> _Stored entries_
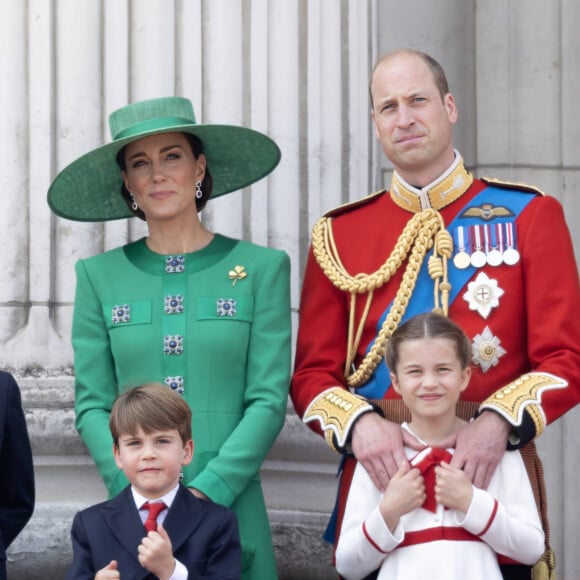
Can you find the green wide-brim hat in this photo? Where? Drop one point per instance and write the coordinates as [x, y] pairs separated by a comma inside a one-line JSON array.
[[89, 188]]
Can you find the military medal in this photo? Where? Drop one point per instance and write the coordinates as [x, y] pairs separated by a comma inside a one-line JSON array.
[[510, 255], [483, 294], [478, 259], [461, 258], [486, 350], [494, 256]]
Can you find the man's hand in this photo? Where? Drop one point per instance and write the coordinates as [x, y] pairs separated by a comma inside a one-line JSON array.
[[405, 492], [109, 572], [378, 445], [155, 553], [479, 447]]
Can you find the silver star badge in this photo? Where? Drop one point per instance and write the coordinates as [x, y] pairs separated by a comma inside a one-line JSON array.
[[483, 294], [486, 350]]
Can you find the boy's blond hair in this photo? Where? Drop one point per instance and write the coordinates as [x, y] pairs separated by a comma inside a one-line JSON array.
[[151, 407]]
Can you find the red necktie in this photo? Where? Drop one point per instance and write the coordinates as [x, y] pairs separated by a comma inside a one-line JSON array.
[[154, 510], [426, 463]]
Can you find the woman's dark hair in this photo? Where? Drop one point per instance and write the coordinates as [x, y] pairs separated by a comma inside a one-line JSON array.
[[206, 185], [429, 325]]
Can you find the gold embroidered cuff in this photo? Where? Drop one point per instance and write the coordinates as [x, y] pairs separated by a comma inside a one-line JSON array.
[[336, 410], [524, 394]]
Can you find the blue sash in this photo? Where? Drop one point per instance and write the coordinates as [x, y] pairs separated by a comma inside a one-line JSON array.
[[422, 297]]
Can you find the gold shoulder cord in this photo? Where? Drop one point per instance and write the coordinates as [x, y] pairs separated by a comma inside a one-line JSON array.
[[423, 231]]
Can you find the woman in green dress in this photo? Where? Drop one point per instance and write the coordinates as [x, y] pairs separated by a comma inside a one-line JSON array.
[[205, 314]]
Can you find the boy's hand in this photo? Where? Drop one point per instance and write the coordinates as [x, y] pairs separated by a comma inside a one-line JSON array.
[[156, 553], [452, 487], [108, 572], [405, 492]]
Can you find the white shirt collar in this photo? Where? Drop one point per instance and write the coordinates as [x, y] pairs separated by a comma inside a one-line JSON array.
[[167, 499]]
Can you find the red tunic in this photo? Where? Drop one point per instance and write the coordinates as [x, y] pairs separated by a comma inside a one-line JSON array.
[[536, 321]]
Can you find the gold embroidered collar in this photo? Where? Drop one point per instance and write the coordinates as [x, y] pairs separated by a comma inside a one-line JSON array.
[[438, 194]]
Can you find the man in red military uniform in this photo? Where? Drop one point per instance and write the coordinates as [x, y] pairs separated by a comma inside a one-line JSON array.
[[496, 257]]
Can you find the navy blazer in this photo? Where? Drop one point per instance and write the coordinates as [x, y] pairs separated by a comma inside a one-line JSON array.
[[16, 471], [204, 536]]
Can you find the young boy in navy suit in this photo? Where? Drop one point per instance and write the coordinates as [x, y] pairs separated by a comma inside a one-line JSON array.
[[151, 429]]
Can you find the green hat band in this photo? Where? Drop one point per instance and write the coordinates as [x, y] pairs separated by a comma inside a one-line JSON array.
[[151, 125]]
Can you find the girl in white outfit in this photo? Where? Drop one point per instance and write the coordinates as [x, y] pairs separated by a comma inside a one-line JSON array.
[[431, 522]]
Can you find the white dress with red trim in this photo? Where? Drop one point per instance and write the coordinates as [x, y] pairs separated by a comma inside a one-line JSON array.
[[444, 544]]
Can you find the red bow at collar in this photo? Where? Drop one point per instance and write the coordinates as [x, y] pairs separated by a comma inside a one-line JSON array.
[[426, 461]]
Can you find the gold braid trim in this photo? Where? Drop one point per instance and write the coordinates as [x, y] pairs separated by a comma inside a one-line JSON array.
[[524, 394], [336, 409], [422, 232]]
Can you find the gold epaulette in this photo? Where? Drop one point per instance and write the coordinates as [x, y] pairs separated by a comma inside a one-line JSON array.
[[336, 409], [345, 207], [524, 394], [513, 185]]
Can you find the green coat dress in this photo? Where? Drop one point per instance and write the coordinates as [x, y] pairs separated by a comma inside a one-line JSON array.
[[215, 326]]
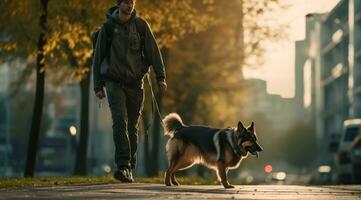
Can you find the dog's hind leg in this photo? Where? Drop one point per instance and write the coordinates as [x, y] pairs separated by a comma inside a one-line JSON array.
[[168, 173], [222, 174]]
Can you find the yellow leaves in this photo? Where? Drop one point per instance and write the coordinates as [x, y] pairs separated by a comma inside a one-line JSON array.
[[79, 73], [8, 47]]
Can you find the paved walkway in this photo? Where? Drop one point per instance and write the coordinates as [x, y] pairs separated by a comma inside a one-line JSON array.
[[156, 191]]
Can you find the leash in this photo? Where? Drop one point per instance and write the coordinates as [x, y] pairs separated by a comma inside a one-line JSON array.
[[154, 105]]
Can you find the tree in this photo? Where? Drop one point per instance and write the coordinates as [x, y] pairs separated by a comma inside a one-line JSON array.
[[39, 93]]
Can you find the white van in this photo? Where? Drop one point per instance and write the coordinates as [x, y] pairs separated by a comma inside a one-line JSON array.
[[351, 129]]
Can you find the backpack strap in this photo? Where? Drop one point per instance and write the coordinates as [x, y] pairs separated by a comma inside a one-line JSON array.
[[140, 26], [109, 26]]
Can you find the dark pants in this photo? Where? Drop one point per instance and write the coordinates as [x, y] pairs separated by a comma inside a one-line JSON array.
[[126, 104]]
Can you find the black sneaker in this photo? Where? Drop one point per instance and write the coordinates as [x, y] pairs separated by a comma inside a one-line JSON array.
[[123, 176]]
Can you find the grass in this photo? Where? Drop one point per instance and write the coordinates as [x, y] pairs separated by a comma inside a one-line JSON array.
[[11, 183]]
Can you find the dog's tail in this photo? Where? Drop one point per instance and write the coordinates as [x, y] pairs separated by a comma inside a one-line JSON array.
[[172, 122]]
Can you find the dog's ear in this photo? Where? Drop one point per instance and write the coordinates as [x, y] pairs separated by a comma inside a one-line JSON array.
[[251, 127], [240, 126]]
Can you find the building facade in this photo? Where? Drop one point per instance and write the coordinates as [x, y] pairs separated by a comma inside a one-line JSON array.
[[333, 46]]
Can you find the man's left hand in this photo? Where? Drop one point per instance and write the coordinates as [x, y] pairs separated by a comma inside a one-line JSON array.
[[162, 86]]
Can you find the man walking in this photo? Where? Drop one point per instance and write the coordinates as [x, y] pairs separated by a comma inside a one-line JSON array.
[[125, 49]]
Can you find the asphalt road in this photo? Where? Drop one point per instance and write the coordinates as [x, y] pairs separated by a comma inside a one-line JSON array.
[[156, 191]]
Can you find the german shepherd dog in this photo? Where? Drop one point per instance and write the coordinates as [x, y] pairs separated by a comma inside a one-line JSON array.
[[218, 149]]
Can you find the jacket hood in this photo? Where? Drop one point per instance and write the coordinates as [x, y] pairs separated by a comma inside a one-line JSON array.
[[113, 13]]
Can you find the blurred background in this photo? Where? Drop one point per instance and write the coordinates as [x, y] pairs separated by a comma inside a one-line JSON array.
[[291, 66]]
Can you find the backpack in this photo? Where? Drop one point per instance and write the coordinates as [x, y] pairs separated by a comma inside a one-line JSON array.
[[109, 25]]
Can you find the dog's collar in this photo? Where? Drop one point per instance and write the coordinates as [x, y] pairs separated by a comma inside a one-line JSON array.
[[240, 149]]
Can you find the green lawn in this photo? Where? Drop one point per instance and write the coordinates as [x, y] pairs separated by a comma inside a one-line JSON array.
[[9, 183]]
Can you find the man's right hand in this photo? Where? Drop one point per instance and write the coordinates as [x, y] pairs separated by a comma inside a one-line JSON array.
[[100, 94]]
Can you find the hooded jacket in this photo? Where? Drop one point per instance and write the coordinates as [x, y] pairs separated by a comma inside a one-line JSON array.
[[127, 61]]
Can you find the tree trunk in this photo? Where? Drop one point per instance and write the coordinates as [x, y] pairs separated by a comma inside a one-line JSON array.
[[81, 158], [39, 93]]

...

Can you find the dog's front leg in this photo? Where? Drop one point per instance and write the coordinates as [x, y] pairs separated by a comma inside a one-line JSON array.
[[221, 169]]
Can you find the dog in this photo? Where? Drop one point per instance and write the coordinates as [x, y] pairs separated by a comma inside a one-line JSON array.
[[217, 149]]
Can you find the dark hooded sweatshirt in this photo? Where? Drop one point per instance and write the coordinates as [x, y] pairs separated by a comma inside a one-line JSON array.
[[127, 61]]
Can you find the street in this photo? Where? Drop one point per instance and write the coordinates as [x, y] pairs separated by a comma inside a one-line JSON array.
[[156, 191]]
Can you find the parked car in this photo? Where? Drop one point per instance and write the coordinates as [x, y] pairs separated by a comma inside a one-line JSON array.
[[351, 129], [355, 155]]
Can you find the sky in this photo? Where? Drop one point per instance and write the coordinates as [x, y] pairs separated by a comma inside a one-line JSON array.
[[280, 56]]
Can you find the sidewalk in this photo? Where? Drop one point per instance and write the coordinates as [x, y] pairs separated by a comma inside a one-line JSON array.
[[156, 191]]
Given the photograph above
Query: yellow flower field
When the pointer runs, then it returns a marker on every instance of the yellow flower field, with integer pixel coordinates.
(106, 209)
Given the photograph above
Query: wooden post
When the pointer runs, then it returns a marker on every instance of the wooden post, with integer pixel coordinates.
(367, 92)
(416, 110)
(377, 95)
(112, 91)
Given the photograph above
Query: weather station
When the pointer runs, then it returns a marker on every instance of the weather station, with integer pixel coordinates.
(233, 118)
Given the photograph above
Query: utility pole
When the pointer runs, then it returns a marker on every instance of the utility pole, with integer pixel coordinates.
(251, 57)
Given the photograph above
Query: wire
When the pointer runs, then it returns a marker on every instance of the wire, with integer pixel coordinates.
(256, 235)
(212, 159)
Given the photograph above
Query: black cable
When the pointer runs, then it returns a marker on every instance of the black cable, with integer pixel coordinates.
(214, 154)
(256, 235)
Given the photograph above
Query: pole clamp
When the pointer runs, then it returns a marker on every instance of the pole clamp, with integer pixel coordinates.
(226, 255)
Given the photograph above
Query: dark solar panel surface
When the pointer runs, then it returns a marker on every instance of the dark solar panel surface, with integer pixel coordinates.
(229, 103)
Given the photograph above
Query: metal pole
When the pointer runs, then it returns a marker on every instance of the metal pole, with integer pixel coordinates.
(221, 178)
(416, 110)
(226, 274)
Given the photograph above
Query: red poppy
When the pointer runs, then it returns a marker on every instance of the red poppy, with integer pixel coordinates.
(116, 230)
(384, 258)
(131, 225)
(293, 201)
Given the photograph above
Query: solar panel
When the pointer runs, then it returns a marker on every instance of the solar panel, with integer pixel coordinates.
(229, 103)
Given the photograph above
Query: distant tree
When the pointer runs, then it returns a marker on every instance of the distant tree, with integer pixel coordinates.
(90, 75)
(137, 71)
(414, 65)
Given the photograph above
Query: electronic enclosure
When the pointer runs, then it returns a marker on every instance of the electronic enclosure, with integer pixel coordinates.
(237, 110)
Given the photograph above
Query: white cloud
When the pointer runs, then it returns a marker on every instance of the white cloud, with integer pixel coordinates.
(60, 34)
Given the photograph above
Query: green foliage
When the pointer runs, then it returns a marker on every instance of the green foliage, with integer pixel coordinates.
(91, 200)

> _The problem_
The lines above starting at the one that contains "Query: pole clamp" and ending at the one that contains "Query: solar panel" must be transcribed exactly, and no other lines may appear.

> _Answer to this problem_
Query: pole clamp
When the pointer runs, then it returns a marker on every instance of the pole clamp, with integer pixel coordinates.
(226, 255)
Given the photograph above
Query: dark solar panel surface
When the pointer runs, then it returns a marker on every instance of the dark solar panel surface, with integer pixel coordinates.
(229, 103)
Given the photograph above
Query: metal pole
When the pointer runs, then it returns a marker on every instance of the metal pole, with integer pixel coordinates.
(221, 178)
(416, 110)
(226, 274)
Given the photograph above
Query: red poppy
When the pointer runs, then it returns a marker on every instance of the red poppy, with integer pixel coordinates.
(116, 230)
(384, 258)
(131, 225)
(293, 201)
Given the photograph above
Query: solar panel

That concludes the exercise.